ARTICLE =
************

Creating a batch inference job
Create a batch inference job to get batch item recommendations for users based on input data from Amazon S3. The input data can be a list of users or items (or both) in JSON format. You can create a batch inference job with the Amazon Personalize console, the AWS Command Line Interface (AWS CLI), or AWS SDKs.
For more information about the batch workflow in Amazon Personalize, including permissions requirements, recommendation scoring, and preparing and importing input data, see Getting batch recommendations and user segments.
Topics
Creating a batch inference job (console)
After you have completed Preparing and importing batch input data, you are ready to create a batch inference job. This procedure assumes that you have already created a solution and a solution version (trained model).
To create a batch inference job (console)
-
Open the Amazon Personalize console at https://console.aws.amazon.com/personalize/home
and sign in to your account. -
On the Dataset groups page, choose your dataset group.
-
Choose Batch inference jobs in the navigation pane, then choose Create batch inference job.
-
In Batch inference job details, in Batch inference job name, specify a name for your batch inference job.

************

A block of data =
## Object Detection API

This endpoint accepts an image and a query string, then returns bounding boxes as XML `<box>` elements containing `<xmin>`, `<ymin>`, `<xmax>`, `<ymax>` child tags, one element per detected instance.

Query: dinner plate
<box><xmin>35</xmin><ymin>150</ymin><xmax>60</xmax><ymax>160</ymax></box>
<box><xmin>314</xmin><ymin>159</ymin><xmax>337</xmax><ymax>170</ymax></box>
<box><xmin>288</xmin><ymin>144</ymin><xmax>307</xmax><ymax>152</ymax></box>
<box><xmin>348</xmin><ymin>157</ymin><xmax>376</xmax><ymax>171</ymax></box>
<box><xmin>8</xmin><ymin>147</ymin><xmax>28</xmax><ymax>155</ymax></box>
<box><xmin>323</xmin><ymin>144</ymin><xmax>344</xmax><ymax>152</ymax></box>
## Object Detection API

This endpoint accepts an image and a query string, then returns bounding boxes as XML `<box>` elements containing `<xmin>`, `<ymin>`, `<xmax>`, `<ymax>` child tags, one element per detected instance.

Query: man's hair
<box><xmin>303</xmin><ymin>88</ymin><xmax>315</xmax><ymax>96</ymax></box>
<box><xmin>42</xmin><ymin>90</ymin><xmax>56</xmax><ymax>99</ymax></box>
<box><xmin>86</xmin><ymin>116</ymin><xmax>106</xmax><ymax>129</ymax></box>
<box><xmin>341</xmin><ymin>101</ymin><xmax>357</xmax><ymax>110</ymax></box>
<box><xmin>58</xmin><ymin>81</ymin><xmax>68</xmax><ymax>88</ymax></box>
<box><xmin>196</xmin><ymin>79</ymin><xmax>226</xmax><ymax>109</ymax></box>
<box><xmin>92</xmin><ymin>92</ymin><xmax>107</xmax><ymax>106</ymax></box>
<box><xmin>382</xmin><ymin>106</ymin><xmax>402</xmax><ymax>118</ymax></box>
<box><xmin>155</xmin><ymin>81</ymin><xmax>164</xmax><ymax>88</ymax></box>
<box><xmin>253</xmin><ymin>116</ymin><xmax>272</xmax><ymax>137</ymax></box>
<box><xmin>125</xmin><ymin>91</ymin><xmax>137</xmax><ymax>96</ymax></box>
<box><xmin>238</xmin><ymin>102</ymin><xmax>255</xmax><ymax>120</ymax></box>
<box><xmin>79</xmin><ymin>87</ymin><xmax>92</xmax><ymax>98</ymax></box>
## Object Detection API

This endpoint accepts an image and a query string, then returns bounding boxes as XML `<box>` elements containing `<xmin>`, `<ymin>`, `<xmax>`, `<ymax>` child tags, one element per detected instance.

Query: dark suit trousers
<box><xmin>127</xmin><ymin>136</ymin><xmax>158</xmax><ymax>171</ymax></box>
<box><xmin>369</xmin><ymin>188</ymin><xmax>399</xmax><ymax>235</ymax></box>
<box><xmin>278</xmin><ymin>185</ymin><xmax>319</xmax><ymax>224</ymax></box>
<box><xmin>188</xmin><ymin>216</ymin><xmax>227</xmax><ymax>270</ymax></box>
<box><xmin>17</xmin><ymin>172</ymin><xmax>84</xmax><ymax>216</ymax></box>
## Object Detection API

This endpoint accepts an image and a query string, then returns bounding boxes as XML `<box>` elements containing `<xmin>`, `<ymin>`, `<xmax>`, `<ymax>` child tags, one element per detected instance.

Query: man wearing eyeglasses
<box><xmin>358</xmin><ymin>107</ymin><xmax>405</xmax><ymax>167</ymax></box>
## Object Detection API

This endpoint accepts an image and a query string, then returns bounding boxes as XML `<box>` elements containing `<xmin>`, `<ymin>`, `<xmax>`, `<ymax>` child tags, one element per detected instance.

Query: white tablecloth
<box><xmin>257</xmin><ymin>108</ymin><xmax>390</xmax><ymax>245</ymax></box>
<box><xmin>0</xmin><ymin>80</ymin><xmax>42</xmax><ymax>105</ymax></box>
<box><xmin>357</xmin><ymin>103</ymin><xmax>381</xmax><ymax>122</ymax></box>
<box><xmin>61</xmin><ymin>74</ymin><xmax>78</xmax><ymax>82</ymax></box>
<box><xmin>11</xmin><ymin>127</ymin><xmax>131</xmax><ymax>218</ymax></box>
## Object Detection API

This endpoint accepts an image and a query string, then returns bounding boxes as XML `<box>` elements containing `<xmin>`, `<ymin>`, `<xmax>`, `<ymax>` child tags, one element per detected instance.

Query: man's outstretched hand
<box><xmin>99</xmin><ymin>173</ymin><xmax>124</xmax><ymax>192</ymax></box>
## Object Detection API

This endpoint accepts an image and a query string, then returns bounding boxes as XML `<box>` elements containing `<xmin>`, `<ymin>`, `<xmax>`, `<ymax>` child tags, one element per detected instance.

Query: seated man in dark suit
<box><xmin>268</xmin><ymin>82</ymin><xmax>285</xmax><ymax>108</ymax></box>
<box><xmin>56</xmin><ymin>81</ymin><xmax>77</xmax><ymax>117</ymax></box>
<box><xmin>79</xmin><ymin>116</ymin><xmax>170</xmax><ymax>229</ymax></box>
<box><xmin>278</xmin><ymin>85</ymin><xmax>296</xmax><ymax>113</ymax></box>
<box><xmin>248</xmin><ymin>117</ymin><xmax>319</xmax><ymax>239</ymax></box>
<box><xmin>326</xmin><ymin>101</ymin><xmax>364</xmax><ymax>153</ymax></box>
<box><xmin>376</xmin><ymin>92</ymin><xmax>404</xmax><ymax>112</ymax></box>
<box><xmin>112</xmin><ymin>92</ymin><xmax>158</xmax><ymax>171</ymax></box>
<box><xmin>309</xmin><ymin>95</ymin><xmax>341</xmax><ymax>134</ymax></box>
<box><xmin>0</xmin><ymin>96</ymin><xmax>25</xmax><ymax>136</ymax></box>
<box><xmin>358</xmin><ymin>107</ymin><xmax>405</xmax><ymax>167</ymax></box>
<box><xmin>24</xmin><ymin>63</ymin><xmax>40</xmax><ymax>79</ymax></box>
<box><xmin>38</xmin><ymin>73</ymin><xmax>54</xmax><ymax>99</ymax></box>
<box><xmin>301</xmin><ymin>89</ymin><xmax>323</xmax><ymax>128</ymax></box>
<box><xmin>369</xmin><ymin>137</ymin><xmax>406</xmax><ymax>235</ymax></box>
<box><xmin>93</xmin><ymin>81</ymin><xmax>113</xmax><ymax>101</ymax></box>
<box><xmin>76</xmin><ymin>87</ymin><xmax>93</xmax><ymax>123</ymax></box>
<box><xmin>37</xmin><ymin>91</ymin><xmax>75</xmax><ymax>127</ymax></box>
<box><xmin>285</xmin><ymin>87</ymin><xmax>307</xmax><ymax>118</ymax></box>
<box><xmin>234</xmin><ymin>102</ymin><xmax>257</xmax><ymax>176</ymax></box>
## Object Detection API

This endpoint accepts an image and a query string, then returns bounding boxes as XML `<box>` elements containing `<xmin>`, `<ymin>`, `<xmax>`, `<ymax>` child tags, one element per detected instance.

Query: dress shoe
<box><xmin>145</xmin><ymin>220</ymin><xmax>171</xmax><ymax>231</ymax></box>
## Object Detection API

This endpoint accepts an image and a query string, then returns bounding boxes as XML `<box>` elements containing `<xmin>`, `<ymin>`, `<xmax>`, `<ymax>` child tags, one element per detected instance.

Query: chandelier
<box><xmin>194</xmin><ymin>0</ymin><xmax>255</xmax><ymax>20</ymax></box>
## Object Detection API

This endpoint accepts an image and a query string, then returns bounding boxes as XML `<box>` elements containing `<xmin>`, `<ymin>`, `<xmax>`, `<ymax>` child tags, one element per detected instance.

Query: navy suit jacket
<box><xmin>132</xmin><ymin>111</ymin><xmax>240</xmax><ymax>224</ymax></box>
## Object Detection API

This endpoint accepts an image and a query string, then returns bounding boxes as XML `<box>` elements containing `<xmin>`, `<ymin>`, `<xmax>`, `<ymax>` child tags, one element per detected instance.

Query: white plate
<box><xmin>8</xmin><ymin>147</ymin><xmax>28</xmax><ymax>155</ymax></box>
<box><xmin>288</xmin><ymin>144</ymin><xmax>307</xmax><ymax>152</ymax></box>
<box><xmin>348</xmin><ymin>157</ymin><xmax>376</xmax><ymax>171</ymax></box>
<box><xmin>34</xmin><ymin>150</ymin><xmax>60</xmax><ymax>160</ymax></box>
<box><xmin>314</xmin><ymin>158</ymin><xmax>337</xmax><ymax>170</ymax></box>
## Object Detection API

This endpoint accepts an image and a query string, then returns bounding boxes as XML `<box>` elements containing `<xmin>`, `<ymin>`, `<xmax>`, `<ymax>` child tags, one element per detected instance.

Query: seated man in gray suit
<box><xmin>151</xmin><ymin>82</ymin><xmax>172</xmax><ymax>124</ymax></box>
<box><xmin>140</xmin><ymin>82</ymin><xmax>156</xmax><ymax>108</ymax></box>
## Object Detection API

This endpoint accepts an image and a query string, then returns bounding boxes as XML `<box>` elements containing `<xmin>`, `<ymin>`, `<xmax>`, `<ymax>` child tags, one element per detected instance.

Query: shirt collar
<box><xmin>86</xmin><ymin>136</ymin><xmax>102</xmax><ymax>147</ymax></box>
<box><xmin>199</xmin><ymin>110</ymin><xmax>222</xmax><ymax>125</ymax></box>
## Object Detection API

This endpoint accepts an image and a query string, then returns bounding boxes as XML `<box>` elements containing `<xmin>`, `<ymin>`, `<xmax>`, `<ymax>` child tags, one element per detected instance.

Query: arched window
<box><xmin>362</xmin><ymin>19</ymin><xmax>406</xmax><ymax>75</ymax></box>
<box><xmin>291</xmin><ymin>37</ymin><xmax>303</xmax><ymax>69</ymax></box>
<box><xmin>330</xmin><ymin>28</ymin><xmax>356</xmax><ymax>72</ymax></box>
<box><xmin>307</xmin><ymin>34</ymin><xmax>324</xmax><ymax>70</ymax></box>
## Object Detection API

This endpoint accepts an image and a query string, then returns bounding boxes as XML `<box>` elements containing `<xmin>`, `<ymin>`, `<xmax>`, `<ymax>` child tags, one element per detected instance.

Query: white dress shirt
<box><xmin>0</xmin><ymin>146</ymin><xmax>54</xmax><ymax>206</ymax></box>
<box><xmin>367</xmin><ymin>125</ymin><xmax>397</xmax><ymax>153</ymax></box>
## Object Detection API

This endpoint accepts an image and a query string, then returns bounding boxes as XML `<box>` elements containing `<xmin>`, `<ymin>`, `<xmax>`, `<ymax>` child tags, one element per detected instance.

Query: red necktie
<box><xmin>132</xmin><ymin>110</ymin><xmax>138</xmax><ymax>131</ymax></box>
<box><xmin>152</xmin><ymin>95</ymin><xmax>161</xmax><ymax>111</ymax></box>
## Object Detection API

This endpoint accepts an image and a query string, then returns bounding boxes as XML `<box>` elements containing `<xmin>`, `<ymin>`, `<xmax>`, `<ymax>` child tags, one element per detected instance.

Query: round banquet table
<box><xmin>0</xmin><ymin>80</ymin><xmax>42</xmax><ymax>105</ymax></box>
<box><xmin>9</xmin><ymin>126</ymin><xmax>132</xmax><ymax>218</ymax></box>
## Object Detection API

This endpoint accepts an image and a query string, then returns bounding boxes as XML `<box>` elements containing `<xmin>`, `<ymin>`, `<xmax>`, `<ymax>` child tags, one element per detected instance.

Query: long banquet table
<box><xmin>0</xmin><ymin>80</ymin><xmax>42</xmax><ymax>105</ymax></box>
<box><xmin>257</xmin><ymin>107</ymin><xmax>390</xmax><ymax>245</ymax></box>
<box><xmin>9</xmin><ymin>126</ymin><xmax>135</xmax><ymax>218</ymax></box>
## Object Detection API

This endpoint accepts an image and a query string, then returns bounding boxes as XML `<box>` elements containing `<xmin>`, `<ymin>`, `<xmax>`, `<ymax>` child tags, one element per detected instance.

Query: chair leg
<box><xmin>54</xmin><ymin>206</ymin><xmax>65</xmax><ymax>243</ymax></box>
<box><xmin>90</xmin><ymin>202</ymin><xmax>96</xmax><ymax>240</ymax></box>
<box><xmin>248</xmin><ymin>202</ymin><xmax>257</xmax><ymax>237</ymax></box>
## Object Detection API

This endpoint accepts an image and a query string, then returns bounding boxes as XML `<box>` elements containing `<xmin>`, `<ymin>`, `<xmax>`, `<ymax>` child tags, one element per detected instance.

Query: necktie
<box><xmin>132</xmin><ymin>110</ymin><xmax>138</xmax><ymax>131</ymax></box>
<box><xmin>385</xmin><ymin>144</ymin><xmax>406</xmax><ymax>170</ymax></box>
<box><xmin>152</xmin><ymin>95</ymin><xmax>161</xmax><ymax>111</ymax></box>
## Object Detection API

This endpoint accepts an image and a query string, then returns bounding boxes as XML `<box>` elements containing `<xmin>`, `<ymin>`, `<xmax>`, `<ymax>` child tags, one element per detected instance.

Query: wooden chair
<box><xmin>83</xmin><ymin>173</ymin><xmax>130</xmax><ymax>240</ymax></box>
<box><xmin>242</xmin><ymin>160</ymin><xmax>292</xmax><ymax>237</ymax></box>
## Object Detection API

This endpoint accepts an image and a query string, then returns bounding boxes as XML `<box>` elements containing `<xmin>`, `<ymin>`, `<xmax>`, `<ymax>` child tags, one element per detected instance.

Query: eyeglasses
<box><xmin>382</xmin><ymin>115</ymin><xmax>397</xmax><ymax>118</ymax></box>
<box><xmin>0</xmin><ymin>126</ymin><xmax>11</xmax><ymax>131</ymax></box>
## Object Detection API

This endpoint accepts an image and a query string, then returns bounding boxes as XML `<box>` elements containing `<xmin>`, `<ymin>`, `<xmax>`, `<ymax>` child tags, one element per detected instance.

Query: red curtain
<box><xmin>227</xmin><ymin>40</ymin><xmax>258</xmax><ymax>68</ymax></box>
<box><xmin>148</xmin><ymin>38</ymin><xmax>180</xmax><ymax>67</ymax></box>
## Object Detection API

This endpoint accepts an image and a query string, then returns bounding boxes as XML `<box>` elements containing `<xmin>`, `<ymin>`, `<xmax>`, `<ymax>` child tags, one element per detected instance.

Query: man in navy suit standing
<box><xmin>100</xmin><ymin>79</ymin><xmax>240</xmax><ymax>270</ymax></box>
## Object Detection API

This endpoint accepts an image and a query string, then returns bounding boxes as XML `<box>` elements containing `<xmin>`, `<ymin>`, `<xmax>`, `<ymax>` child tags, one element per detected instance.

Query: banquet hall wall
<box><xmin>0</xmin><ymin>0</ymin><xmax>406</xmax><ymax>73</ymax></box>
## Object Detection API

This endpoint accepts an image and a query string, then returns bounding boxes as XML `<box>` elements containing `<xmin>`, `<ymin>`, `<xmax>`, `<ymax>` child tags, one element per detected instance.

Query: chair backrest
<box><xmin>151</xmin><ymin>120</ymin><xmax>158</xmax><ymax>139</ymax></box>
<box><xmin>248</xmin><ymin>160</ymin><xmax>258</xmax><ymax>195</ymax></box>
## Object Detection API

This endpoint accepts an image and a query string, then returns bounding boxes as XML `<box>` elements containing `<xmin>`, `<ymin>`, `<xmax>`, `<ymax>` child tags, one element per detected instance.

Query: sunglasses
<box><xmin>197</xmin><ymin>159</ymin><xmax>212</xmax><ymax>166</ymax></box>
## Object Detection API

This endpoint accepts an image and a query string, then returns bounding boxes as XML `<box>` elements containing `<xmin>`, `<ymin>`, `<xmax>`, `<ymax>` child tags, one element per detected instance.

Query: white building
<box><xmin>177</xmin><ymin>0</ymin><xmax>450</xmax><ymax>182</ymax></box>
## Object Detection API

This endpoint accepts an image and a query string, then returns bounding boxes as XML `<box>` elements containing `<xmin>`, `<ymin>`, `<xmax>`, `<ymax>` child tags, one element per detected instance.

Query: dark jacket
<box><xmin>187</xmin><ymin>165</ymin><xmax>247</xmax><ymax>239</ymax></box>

************

In the article on creating a batch inference job, what format must the input data be in?

COMPLETED TASK = JSON format.